## Start SUPPLIED PASSAGE

Wednesday, June 13, 2001 by

Variance for Treehouse condos

South Austin neighbors say project has not changed

Developers of a new condominium project at Barton Springs Road and Dawson failed this week to convince the Board of Adjustment to grant a variance allowing their project to be 20 feet higher than the current maximum allowable height of 60 feet. The vote was 3-2 in favor of granting the variance, but under the board’s rules at least 4 of the 5 members must vote in favor of any variance for it to pass.

This was the second time the variance was denied. Attorney Henry Gilmore, representing Steffen Waltz, had gone before the board in May seeking the same variance for the site of The Treehouse, a now-defunct bar just a few blocks from Town Lake (see In Fact Daily, May 15, 2001). At that time, the vote was 4-1 against. Under the board’s rules, property owners who are denied a variance may ask for second hearing if new information is presented. In this case, that new information pertained to the impact the design and location of the proposed building would have on local traffic flow.

“At the board’s last meeting, we failed to mention a very significant factor in the case,” said Gilmore. “Frankly, we thought we had given the board more than enough reason to grant the variance the first time—from the perspective of open space, less impervious cover, and greater tree savings . . . but obviously we were wrong.”

Gilmore repeated the property owner’s original argument that the shape of the lot provided a hardship and the amount of property taken up by easements—more than 25 percent of the total area—limited the space available for development. He told the board that by allowing the condo project to extend to 80 feet in height, the building could be moved back on the lot and away from Dawson Road. That would allow a larger driveway with more queuing area, meaning that vehicles entering the property would be less likely to block traffic on Dawson. Gilmore also said that the proposed location of the building with the height variance would allow improved sight distance for drivers on Dawson and would allow a safer pedestrian access route linking Town Lake and Bouldin Creek parks.

But members of several south Austin neighborhood groups objected to the proposed variance on the grounds that an 80-foot building at that location would be too tall. Gail Armstrong with the Bouldin Creek Neighborhood Association reminded board members they had previously rejected the variance. “Nothing is any different in this case today than it was last month,” Armstrong said. “What we have is another attempt to salvage an unsupportable request to break the 60-foot height limit on this property. The developers knew when they bought this property what the height limits were.”

Clarke Hammond of the South River City Citizens agreed, arguing that the traffic-safety issues were not sufficient reason to approve the variance. “The project will have to have a site plan approved by the city transportation staff,” Hammond said. “The Board of Adjustment should not be asked to grant this variance on the assumption that staff would approve an unsafe site plan.”

## End SUPPLIED PASSAGE
## Start PROVIDED RECORDS

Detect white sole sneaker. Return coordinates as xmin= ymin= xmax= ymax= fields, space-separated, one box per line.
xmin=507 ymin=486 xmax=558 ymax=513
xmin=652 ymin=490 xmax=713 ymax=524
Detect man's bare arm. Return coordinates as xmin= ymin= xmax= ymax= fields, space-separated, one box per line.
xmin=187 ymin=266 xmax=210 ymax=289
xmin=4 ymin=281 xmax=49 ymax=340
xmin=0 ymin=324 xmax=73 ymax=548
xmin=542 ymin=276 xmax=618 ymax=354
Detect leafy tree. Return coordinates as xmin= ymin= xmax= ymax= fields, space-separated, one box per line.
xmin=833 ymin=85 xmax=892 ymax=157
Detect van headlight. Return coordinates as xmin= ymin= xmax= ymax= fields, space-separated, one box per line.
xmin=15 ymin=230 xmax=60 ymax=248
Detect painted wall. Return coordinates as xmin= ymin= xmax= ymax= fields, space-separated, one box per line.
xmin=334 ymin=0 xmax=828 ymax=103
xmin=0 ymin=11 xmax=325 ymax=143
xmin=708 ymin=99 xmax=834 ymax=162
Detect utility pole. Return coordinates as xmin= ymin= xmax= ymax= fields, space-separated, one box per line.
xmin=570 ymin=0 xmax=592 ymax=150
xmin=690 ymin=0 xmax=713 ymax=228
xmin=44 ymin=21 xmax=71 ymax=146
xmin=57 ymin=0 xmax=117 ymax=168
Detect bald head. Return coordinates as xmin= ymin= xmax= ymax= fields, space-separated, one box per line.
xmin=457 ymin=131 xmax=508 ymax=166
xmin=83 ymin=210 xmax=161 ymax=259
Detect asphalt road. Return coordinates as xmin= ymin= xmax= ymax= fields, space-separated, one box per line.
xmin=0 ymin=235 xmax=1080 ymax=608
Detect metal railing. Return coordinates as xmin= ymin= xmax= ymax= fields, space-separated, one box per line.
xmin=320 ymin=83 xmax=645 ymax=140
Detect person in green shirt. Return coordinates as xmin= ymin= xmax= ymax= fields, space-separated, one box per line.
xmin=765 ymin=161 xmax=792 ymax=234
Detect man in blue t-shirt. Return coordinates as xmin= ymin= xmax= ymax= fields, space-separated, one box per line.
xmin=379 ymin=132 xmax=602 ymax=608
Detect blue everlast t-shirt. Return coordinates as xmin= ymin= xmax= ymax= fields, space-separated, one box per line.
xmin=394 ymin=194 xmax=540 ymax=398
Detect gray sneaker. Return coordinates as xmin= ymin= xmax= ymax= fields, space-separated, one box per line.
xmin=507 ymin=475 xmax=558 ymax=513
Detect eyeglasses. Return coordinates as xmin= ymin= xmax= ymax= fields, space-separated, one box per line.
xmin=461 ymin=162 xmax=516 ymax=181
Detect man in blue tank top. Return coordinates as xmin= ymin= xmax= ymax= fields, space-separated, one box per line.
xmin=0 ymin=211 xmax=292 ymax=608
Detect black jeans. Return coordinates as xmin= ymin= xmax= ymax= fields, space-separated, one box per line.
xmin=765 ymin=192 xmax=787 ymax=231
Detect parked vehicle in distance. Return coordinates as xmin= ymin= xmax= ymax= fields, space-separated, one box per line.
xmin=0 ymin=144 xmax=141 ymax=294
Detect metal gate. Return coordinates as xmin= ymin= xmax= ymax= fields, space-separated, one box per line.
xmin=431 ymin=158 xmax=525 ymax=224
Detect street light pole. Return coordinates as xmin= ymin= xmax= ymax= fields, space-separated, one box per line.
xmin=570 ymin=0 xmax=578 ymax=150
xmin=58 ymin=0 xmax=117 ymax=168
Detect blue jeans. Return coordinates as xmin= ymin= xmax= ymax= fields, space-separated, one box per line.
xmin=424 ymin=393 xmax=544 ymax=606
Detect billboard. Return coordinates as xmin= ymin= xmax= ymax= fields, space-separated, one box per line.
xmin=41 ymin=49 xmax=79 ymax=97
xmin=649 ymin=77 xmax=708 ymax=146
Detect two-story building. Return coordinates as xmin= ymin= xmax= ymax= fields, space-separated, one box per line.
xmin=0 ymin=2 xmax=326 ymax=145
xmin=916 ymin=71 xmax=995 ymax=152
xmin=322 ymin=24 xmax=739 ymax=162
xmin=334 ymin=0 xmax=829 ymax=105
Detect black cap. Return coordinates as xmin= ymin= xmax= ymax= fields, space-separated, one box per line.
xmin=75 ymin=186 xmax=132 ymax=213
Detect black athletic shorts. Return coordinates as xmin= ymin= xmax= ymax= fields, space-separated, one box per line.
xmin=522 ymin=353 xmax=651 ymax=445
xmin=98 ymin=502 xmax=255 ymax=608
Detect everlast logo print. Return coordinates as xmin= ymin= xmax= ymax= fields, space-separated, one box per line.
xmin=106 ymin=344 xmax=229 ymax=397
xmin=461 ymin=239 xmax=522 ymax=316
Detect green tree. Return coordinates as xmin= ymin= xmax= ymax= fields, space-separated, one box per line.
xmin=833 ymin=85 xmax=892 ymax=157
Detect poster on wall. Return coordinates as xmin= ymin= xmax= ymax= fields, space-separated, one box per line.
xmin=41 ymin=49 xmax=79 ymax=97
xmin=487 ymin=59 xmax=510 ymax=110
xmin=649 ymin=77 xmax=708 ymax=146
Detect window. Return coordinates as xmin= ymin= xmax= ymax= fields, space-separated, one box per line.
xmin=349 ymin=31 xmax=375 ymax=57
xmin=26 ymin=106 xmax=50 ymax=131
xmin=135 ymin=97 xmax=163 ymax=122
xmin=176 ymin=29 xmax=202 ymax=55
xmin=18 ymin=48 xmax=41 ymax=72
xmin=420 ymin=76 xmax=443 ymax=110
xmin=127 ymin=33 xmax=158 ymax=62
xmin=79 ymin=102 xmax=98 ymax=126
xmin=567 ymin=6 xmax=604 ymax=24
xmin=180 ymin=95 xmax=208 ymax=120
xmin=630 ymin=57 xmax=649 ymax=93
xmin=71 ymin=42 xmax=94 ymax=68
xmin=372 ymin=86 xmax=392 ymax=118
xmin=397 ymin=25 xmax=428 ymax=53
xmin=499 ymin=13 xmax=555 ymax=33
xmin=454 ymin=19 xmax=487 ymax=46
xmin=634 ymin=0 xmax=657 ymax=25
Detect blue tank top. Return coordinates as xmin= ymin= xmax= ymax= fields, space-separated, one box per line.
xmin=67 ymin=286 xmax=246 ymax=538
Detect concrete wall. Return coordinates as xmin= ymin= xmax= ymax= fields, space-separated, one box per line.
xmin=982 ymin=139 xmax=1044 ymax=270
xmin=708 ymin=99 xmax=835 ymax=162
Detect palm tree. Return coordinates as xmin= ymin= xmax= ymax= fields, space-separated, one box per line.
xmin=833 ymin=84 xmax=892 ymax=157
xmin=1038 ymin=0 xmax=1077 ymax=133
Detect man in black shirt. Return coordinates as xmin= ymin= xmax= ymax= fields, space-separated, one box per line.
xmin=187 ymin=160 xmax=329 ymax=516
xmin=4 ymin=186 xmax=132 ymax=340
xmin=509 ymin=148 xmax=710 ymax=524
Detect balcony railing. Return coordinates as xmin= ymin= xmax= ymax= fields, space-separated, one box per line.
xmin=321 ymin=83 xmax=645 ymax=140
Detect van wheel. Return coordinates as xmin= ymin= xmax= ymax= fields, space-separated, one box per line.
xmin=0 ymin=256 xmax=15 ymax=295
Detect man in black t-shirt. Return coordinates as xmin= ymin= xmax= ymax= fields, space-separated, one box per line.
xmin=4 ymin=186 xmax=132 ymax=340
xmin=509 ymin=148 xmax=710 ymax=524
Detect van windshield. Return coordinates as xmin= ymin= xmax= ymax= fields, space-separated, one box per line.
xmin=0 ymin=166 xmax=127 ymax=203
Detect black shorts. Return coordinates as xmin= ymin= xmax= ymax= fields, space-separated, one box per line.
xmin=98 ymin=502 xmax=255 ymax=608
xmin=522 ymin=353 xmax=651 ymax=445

## End PROVIDED RECORDS

* WHAT THE EXERCISE ASKS: From the article on the Treehouse condo variance, return word for word the part that begins with the words containing "Developers of a" and ends with "it to pass.".

* SOLUTION FOR THIS TASK:
Developers of a new condominium project at Barton Springs Road and Dawson failed this week to convince the Board of Adjustment to grant a variance allowing their project to be 20 feet higher than the current maximum allowable height of 60 feet. The vote was 3-2 in favor of granting the variance, but under the board’s rules at least 4 of the 5 members must vote in favor of any variance for it to pass.